Ihre Aufgabe — Geben Sie ausschließlich alles von der Zeile mit „Indicate the gray“ bis hinunter zur Zeile mit „(850, 1161)“ erneut wieder, beide eingeschlossen, und zwar jede dieser Zeilen, auch die ohne Koordinaten. Skalieren Sie dabei jede Koordinate in den Antworten mit dem Faktor 0,25 und runden Sie auf ganze Zahlen, wobei Hälften aufgerundet werden.
======== Bereitgestellte Daten
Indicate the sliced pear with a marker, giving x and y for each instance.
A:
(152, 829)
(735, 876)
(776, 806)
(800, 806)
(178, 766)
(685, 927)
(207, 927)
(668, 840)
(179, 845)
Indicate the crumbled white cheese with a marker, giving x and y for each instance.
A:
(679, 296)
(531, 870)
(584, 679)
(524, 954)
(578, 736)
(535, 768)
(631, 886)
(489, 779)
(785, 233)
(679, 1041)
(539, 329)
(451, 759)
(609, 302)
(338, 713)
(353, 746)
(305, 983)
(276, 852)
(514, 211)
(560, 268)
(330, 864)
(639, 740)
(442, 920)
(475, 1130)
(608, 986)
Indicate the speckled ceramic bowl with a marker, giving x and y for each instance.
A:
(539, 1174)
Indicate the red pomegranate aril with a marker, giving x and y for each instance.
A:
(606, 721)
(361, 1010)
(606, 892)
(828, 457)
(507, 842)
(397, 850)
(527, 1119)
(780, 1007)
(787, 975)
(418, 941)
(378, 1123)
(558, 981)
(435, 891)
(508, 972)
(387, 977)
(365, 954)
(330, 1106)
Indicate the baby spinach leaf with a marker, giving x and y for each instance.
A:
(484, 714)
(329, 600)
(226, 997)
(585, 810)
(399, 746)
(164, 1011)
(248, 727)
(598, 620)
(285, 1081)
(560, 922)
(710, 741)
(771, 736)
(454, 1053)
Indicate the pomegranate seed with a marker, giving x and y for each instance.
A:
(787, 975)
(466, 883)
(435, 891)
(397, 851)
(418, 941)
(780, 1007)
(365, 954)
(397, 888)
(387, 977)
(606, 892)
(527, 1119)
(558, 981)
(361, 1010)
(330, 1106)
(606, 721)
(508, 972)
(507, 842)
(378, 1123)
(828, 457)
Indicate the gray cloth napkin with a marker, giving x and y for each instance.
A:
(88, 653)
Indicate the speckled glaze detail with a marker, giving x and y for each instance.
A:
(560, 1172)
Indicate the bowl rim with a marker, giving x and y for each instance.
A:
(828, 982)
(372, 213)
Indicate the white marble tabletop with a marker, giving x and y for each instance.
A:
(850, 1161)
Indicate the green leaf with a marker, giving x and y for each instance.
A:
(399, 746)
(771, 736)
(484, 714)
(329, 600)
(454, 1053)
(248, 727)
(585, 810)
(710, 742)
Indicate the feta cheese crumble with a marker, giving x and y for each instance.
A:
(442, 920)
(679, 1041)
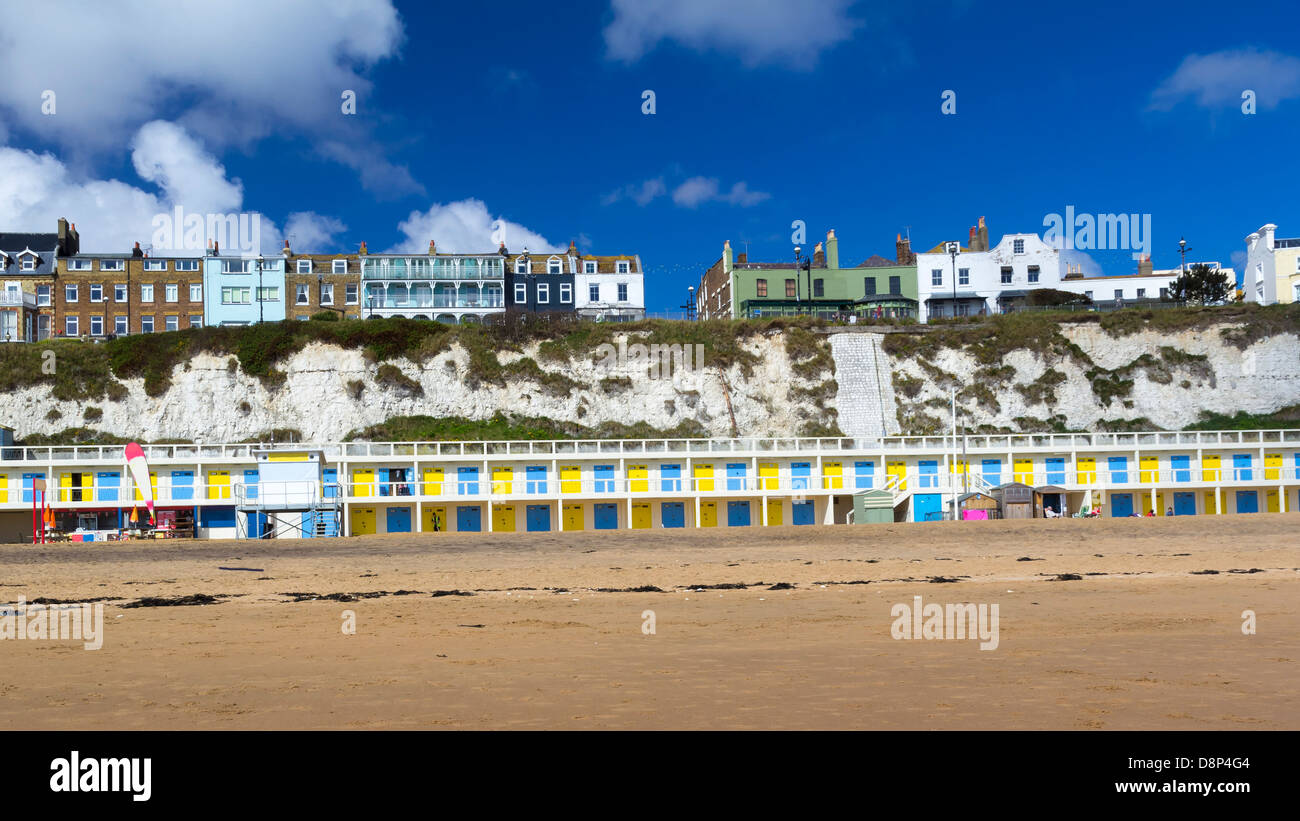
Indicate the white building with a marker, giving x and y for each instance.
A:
(987, 279)
(1272, 268)
(610, 289)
================
Ergebnis der Übung —
Indicate the gray cloth napkin with a marker, giving x and y for each instance.
A:
(22, 163)
Indicate the speckled glaze detail with a marker, giving x and y for each instance.
A:
(140, 293)
Indicate the bowl rim with a marker, giving x and y for each instance.
A:
(207, 246)
(93, 53)
Indicate the white marble tabletop with a marker, giving x and y for each instance.
A:
(213, 290)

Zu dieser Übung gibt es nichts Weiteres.